Exercise prompt:
Please copy the rows from the line containing "the metal pipe" up to and including the final line, changing "photograph" to "image" and leaving everything else as is. Give only those lines.

Start of Dataset extract

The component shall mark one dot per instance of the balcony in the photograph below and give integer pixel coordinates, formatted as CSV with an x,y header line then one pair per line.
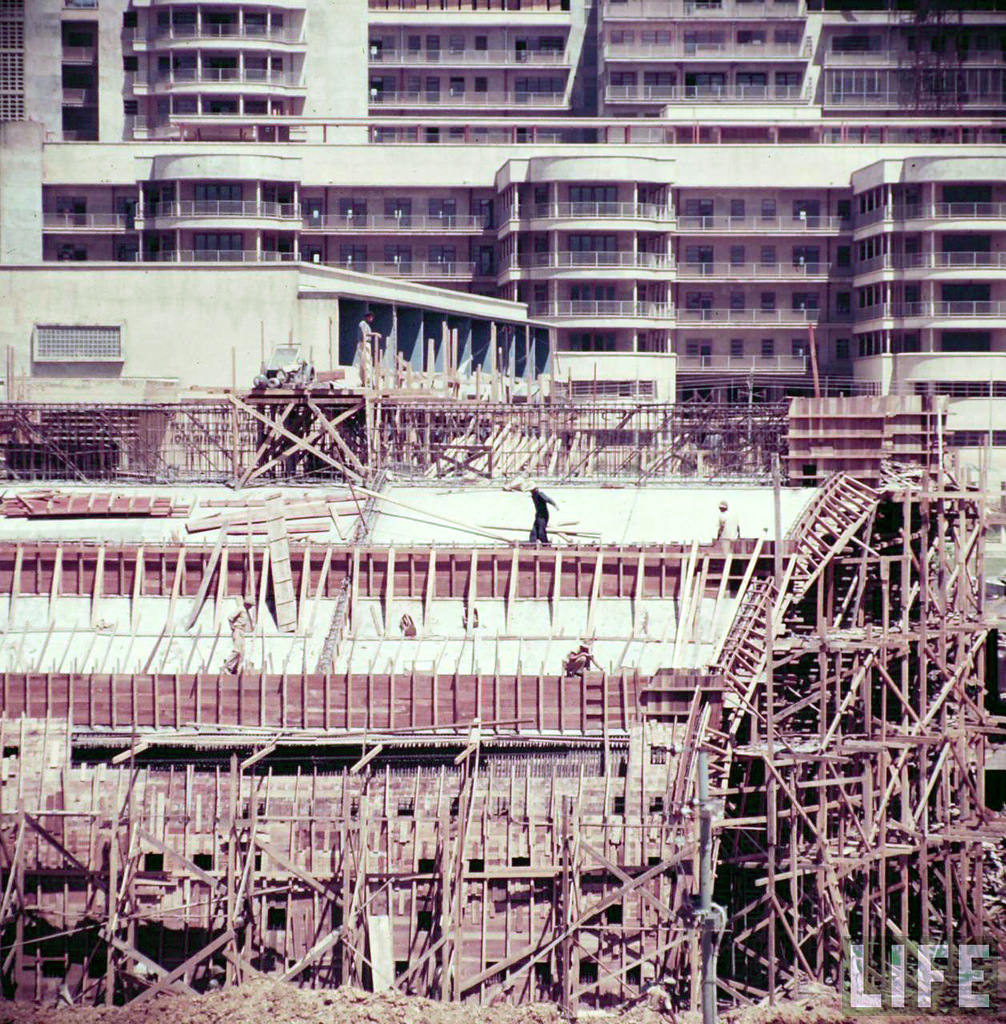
x,y
933,261
415,269
79,97
87,221
538,100
727,50
389,224
762,225
228,31
604,309
602,211
472,6
221,209
749,317
697,10
228,76
754,271
706,94
743,364
217,256
466,58
591,260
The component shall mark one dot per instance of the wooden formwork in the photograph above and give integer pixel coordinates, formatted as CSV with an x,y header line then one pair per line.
x,y
469,853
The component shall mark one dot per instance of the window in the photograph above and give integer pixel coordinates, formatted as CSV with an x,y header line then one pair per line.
x,y
65,343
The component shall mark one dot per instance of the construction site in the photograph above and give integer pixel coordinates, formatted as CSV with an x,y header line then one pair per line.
x,y
287,692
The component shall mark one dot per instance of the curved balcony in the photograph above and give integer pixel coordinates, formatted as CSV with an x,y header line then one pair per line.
x,y
958,312
387,224
743,364
762,225
88,221
604,310
580,264
246,37
536,100
217,256
754,271
749,317
244,214
467,58
706,51
706,94
701,9
415,269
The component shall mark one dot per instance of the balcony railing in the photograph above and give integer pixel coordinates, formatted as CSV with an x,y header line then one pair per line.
x,y
417,269
762,225
217,76
603,211
706,93
388,222
948,261
728,50
744,364
87,220
699,9
575,308
594,259
754,271
466,58
229,30
752,316
473,6
223,208
466,98
218,256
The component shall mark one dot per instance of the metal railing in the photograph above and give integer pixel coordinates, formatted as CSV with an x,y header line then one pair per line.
x,y
466,58
604,211
727,49
407,222
215,76
223,208
754,316
466,98
755,271
419,269
948,261
711,222
92,220
602,307
228,30
744,364
217,256
707,93
594,259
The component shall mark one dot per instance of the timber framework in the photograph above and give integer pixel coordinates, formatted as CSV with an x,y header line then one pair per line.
x,y
402,786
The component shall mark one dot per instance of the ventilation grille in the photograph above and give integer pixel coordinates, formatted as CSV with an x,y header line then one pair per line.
x,y
78,344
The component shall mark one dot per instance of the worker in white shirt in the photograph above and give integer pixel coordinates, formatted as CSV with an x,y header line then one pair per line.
x,y
369,340
727,528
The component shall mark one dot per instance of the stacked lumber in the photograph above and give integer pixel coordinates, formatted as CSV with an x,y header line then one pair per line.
x,y
55,504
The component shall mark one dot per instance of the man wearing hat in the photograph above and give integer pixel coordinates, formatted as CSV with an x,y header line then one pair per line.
x,y
541,501
727,528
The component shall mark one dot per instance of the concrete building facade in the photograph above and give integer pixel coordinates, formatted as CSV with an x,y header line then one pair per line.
x,y
710,199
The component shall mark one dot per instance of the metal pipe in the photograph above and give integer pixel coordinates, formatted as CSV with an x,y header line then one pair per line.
x,y
706,894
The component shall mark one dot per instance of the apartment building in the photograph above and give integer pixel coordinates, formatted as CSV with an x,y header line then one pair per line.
x,y
713,199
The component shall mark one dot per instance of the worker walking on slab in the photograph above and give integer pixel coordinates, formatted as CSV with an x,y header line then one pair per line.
x,y
369,340
541,501
727,527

End of Dataset extract

Reply to the exercise:
The component shall mark one dot per instance of the metal pipe in the image above and give integer pixel coordinates, formatted as CSV with an x,y header line then one pair per line.
x,y
706,894
The component shall mark one dot per instance of the apartment building in the image above and give integer pixel coordinates, formatted as CSV with an x,y header line then one pair per line.
x,y
713,199
The component shall mark one dot per instance of the worker walking on slab in the image above and give integer pixel coordinates, formatted as CSV with an x,y header line then one pair per line.
x,y
369,340
541,501
727,527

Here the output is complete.